Fundamental theorem of calculus, part 1, for any measure #

In this section we prove a few lemmas that can be seen as versions of FTC-1 for interval integrals w.r.t. any measure. Many theorems are formulated for one or two pairs of filters related by FTC_filter a l l'. This typeclass has exactly four “real” instances: (a, pure a, ⊥), (a, 𝓝[≥] a, 𝓝[>] a), (a, 𝓝[≤] a, 𝓝[≤] a), (a, 𝓝 a, 𝓝 a), and two instances that are equal to the first and last “real” instances: (a, 𝓝[{a}] a, ⊥) and (a, 𝓝[univ] a, 𝓝[univ] a). We use this approach to avoid repeating arguments in many very similar cases. Lean can automatically find both a and l' based on l.

> _Exercises_:
**1.** In the passage on the fundamental theorem of calculus, what can Lean automatically find based on l?
**2.** Print the passage on the fundamental theorem of calculus between "Fundamental theorem of" and "based on l.", inclusive.

> _Records_:

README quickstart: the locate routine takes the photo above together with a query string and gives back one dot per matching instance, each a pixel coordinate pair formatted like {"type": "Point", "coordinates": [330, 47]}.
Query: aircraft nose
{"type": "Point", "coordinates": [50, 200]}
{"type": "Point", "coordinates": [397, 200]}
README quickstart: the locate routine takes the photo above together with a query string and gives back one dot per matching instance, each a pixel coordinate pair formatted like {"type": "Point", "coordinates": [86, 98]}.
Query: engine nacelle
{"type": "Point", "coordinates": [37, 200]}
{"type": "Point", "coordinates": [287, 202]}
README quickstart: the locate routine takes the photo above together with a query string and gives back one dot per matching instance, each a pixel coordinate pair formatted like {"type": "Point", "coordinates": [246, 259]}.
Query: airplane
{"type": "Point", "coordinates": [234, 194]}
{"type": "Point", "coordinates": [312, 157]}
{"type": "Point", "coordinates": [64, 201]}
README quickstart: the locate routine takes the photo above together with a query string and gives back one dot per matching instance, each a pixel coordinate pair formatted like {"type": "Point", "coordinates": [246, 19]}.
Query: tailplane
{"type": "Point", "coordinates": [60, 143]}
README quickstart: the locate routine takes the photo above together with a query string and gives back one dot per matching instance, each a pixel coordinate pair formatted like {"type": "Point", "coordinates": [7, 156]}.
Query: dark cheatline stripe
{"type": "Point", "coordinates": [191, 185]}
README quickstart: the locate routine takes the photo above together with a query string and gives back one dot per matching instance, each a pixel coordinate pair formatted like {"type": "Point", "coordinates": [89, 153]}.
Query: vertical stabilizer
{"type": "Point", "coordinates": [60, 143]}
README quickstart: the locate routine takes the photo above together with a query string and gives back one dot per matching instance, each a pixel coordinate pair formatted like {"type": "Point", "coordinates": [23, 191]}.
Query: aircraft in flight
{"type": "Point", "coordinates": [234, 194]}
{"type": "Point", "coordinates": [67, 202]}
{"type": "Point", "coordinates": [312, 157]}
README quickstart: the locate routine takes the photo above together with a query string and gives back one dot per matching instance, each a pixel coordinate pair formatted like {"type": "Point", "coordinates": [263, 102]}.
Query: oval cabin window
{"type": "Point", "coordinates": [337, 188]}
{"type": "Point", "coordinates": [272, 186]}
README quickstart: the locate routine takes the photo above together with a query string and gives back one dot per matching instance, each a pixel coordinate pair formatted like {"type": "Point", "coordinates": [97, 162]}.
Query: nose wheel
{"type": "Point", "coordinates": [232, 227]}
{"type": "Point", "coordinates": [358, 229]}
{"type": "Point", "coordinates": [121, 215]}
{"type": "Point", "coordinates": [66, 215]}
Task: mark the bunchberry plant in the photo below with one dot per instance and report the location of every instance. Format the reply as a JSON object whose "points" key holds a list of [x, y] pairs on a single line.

> _Exercise answers_:
**1.** Both a and l'.

**2.**
Fundamental theorem of calculus, part 1, for any measure #

In this section we prove a few lemmas that can be seen as versions of FTC-1 for interval integrals w.r.t. any measure. Many theorems are formulated for one or two pairs of filters related by FTC_filter a l l'. This typeclass has exactly four “real” instances: (a, pure a, ⊥), (a, 𝓝[≥] a, 𝓝[>] a), (a, 𝓝[≤] a, 𝓝[≤] a), (a, 𝓝 a, 𝓝 a), and two instances that are equal to the first and last “real” instances: (a, 𝓝[{a}] a, ⊥) and (a, 𝓝[univ] a, 𝓝[univ] a). We use this approach to avoid repeating arguments in many very similar cases. Lean can automatically find both a and l' based on l.